• [Records for the exercise]
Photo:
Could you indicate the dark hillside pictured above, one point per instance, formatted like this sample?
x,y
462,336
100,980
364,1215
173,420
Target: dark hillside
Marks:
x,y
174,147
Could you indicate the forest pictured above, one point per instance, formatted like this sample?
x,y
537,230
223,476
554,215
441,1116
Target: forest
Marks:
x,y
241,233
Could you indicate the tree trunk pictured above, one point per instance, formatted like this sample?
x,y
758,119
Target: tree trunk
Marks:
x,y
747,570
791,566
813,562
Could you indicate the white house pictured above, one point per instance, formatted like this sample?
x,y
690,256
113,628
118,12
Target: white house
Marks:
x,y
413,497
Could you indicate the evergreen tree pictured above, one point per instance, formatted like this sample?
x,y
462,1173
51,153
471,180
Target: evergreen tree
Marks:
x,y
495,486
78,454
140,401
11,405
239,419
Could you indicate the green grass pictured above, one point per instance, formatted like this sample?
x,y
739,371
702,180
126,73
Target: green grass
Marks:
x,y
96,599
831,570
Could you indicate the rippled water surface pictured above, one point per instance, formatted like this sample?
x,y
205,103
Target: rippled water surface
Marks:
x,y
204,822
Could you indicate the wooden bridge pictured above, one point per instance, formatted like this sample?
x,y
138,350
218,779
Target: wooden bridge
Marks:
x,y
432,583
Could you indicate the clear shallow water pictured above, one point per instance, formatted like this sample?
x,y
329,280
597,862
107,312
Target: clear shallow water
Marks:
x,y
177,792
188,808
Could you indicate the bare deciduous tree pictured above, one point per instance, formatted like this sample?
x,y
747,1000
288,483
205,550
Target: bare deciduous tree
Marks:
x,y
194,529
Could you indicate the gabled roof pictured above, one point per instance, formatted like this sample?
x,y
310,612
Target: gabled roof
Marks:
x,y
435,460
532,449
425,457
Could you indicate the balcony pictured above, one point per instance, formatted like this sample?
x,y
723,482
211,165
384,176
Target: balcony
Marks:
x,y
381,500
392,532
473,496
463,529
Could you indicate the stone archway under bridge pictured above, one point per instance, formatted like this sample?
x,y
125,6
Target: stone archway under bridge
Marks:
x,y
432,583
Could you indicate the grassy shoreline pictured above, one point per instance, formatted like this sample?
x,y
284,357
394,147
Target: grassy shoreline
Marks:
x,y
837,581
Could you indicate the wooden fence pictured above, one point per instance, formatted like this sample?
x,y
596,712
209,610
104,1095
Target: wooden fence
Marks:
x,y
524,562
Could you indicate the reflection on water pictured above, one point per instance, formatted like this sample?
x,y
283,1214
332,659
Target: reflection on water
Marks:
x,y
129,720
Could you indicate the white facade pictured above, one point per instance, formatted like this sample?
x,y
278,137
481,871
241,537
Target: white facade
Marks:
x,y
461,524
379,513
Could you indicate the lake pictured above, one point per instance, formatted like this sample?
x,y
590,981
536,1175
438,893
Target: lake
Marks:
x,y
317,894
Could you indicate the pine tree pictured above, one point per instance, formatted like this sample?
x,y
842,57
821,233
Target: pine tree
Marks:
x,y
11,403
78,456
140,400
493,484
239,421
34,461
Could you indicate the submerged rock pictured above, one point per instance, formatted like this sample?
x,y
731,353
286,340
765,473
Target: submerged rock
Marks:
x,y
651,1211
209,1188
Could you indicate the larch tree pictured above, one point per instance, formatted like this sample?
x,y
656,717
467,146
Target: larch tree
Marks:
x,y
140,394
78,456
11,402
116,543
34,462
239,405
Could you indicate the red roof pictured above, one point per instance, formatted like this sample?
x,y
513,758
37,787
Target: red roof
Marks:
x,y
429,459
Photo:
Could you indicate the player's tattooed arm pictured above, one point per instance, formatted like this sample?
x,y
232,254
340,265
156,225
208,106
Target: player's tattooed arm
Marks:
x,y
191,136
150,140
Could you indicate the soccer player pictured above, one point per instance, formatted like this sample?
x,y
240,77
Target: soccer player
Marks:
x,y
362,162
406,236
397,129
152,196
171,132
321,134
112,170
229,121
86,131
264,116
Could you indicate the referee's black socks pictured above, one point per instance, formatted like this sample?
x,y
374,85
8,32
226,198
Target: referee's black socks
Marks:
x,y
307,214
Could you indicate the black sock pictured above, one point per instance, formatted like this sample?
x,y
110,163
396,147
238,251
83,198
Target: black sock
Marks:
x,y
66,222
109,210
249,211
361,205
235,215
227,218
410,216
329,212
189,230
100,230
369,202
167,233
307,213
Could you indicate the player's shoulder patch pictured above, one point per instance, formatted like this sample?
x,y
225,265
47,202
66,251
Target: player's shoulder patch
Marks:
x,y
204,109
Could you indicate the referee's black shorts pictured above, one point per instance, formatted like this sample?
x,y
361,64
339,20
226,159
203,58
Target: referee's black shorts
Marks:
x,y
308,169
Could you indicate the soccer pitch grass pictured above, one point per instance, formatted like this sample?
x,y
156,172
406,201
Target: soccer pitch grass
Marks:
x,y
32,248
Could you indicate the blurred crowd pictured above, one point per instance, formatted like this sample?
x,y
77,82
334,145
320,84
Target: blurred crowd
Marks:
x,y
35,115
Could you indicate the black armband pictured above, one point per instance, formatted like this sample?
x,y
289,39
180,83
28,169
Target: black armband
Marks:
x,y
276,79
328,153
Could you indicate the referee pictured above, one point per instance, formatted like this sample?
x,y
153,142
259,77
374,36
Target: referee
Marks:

• [Task prompt] Can you convert the lines above, starting with the line containing "Could you indicate the referee's black shorts" and going on through the last line of the items, into a Markdown table with the columns No. and Text, leaving out blank lines?

• [Solution to the problem]
| No. | Text |
|---|---|
| 1 | Could you indicate the referee's black shorts pictured above, one point per instance, formatted like this sample? |
| 2 | x,y |
| 3 | 361,64 |
| 4 | 339,20 |
| 5 | 226,159 |
| 6 | 203,58 |
| 7 | Target: referee's black shorts |
| 8 | Marks: |
| 9 | x,y |
| 10 | 308,169 |
| 11 | Could you indicate the soccer pitch grass pictured above, one point per instance, formatted like this sample? |
| 12 | x,y |
| 13 | 156,172 |
| 14 | 406,201 |
| 15 | Target: soccer pitch grass |
| 16 | Marks: |
| 17 | x,y |
| 18 | 32,248 |
| 19 | Could you indicate the blurred crowd pictured above, one point per instance, formatted like this sample? |
| 20 | x,y |
| 21 | 77,82 |
| 22 | 334,145 |
| 23 | 320,84 |
| 24 | Target: blurred crowd |
| 25 | Marks: |
| 26 | x,y |
| 27 | 35,115 |
| 28 | Could you indicate the black armband pictured above, one point per instance, formatted like this sample? |
| 29 | x,y |
| 30 | 289,39 |
| 31 | 180,83 |
| 32 | 28,169 |
| 33 | Target: black armband |
| 34 | Marks: |
| 35 | x,y |
| 36 | 276,79 |
| 37 | 328,153 |
| 38 | Could you indicate the referee pictured above, one point per instance, formatted like this sample? |
| 39 | x,y |
| 40 | 153,142 |
| 41 | 259,77 |
| 42 | 374,36 |
| 43 | Target: referee |
| 44 | Marks: |